— START DATA TO USE —

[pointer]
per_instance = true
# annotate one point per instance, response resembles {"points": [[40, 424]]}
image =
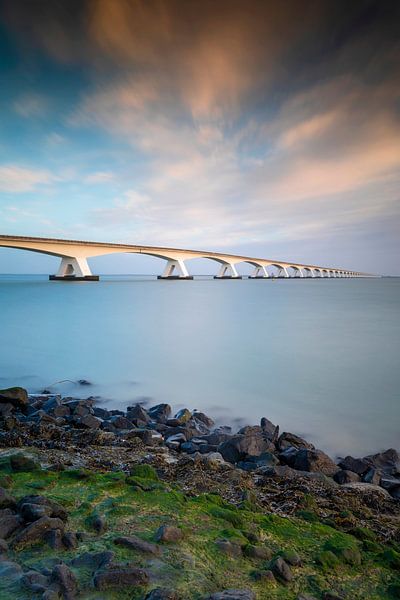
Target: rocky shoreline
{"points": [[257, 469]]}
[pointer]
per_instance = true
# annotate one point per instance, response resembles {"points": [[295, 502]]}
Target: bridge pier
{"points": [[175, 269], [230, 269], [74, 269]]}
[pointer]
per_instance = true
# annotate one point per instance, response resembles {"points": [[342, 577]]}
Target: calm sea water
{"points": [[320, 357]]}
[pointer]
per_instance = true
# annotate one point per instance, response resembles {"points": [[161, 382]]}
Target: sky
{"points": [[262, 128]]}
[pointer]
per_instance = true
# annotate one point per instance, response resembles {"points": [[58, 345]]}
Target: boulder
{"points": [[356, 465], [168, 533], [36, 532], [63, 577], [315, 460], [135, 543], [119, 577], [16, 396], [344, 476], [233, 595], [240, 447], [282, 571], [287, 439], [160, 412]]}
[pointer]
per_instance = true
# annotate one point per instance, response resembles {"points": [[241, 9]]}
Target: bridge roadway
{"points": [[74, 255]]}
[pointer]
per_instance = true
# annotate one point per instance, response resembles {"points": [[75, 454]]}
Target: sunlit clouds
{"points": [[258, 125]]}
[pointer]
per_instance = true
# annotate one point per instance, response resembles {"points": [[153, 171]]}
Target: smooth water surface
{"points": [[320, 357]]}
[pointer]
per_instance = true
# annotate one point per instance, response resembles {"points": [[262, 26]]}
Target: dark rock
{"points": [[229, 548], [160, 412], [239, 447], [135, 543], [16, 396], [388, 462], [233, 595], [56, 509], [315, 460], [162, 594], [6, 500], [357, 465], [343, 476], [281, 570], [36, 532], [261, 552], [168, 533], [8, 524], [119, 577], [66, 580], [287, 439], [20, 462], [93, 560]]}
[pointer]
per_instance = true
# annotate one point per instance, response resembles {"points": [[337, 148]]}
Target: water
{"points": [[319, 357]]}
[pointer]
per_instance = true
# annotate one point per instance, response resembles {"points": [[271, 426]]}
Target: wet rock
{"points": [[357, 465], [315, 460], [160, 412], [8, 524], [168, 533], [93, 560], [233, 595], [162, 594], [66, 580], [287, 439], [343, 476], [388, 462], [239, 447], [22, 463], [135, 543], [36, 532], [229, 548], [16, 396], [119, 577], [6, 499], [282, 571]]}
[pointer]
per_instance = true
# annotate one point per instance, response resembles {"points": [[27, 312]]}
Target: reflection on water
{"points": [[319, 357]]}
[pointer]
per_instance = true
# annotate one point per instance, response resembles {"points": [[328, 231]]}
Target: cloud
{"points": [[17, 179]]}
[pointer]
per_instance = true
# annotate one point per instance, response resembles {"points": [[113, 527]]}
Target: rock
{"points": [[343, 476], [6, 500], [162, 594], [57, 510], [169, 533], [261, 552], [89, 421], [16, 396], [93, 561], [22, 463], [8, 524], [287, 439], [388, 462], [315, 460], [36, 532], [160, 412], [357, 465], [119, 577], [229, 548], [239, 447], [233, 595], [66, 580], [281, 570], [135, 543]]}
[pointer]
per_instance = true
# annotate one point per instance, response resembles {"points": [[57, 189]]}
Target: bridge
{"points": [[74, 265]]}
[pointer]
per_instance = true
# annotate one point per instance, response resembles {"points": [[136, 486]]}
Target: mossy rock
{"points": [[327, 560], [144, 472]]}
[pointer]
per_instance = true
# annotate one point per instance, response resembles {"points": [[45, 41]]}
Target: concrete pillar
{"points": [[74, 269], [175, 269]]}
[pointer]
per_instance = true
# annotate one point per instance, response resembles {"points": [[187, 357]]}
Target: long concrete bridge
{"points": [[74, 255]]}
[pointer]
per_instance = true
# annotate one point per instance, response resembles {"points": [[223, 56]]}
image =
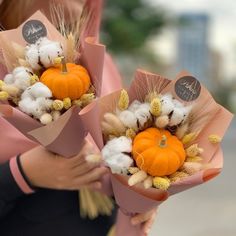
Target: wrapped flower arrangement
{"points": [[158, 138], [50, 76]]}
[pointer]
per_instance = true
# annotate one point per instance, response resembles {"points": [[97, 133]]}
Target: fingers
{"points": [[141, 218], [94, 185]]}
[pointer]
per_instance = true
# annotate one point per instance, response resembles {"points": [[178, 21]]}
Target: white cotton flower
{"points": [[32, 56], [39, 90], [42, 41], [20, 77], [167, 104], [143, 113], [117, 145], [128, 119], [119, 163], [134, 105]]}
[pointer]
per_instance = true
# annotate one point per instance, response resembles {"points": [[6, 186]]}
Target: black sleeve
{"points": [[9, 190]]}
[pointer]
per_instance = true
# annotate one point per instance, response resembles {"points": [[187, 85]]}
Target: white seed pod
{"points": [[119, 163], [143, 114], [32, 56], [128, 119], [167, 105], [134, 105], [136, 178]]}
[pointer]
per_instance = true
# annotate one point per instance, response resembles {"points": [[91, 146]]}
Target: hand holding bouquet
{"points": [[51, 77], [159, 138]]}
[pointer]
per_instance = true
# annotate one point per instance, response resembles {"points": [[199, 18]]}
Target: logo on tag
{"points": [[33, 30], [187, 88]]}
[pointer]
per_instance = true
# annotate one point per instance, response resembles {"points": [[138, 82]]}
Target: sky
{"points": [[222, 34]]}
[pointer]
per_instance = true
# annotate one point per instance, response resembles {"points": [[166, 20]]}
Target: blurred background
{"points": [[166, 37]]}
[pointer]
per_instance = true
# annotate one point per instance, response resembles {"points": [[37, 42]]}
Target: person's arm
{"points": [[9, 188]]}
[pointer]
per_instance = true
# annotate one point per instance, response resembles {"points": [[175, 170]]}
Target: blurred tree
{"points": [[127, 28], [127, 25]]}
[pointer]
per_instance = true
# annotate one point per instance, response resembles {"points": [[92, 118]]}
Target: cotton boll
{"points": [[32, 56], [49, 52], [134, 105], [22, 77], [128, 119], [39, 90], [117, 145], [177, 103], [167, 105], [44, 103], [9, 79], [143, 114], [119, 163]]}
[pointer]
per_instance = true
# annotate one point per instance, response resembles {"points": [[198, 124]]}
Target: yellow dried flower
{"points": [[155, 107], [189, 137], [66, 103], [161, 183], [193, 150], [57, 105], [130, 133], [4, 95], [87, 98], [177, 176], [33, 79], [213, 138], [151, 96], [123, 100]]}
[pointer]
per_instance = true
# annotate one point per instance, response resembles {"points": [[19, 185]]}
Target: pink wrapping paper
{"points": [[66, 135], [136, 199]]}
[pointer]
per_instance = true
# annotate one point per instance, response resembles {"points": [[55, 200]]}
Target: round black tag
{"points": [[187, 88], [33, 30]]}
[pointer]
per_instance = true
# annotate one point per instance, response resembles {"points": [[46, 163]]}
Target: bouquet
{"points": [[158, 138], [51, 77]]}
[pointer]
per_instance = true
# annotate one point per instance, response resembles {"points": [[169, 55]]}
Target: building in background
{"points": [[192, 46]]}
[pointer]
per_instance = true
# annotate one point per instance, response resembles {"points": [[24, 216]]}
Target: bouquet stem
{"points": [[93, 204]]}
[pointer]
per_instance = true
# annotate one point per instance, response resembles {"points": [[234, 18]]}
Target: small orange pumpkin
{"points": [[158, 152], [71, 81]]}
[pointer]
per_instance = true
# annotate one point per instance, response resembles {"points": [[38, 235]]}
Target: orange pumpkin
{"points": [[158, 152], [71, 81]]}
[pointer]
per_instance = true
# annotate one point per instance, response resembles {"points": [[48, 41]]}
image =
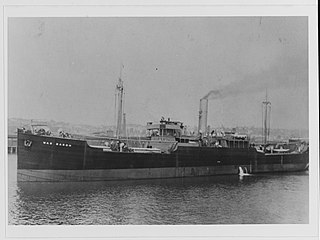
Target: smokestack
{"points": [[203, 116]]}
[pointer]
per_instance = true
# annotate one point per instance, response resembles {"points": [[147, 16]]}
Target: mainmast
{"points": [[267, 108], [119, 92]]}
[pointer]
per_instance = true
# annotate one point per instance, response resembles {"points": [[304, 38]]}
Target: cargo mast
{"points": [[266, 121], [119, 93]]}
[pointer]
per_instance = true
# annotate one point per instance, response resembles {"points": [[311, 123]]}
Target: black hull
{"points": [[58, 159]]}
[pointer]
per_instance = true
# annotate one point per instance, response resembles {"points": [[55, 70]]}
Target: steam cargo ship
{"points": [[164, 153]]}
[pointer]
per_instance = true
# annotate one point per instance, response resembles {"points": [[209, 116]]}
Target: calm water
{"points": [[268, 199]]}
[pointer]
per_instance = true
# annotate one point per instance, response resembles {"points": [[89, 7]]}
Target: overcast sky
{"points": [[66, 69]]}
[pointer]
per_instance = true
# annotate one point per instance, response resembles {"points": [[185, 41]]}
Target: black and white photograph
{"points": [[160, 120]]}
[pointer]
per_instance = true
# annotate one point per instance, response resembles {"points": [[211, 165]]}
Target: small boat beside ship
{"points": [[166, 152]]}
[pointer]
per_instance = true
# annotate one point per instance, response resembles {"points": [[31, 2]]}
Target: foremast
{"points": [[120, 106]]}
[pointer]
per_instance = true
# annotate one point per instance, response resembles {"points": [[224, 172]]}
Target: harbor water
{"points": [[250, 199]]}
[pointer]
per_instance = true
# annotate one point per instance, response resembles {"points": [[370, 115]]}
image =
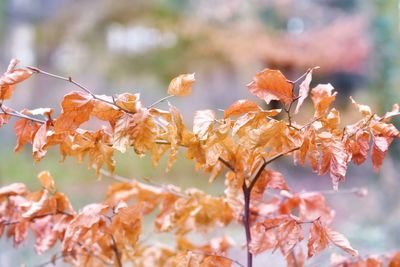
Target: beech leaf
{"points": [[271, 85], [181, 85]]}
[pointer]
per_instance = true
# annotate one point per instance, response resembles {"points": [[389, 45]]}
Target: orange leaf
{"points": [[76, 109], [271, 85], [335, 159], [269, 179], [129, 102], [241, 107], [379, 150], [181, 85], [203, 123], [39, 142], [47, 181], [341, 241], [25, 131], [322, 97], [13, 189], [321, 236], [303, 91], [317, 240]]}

— END DATA TO USE —

OBJECTIVE >> Tally the lines in the rows above that contain the string "blurred", and reply with that number alone.

WRITTEN SOLUTION >> 2